TASK REQUIREMENTS: Reproduce each of the following records verbatim, in the order given.

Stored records
begin
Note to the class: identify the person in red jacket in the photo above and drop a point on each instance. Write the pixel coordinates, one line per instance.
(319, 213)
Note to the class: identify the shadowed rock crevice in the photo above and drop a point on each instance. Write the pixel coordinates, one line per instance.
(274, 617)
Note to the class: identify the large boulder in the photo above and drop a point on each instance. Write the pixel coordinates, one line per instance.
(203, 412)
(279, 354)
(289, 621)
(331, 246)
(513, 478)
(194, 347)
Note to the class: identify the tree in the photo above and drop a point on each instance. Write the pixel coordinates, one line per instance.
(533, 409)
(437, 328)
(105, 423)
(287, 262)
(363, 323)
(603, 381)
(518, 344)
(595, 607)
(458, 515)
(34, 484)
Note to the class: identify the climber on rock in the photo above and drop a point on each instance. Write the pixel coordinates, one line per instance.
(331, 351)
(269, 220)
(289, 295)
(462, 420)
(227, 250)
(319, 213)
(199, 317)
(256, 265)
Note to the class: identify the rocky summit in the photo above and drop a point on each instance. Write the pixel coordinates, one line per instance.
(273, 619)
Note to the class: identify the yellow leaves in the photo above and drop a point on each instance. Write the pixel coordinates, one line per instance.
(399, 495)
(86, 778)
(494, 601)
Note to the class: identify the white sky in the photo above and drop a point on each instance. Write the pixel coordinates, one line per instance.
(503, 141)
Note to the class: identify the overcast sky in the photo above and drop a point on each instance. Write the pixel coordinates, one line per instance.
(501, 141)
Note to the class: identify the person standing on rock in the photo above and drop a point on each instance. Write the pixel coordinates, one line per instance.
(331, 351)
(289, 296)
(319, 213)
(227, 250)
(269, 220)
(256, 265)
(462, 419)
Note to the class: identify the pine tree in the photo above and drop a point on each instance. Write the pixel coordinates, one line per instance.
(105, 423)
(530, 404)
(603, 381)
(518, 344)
end
FINISHED TASK:
Note to the class: identify the person in red jacket in the photo above and drop a point on each instance. Write the pixel coordinates, one line per instance.
(319, 213)
Note to the class: identify the shadowed rock crevice in the photo above and drop a point on each instance. Write the pixel coordinates, one line per instance.
(274, 617)
Note to the class: identify the large boulder in the photo above and drop a point on each instance. Write the pixel coordinates, one line per instance.
(203, 412)
(279, 354)
(289, 621)
(331, 246)
(513, 478)
(194, 347)
Note to the class: identify the tree in the photo above and drop a point on each instance. Write the pixel coordinates, one line per instance.
(533, 409)
(437, 328)
(105, 423)
(287, 262)
(363, 323)
(603, 381)
(518, 344)
(595, 607)
(458, 515)
(34, 484)
Note to the class: identify the climber on rock in the photo above and drop a point on each instance. Write the pixel coordinates, one line per instance.
(331, 351)
(269, 220)
(289, 295)
(462, 420)
(227, 250)
(319, 213)
(199, 317)
(256, 265)
Note to the class: identify the rocky summit in the photo above and drop a point on each instance. Write the pixel coordinates, one line per instance.
(273, 619)
Note to the class: identify the yellow leaves in the photo above and drop a point on each instance. Write the pixel coordinates, one line per instance.
(399, 495)
(86, 778)
(494, 601)
Note to the class: identify the white sky in the photo above and drop a point on each instance. Write the pixel coordinates, one line per instance.
(503, 141)
Note to the class: identify the overcast sky in the photo above and drop a point on each instance. Write the pixel coordinates, one line per instance.
(501, 141)
Note to the class: identify the person standing on rock in the photo above and drop a point on each instance. Write the pixel coordinates, one line per instance.
(331, 351)
(289, 296)
(319, 213)
(227, 250)
(269, 220)
(256, 265)
(462, 419)
Note to the class: identify the pine tree in the photo above and drop a point on each instance. Write the pixel coordinates, one line per instance.
(105, 423)
(530, 404)
(603, 381)
(518, 344)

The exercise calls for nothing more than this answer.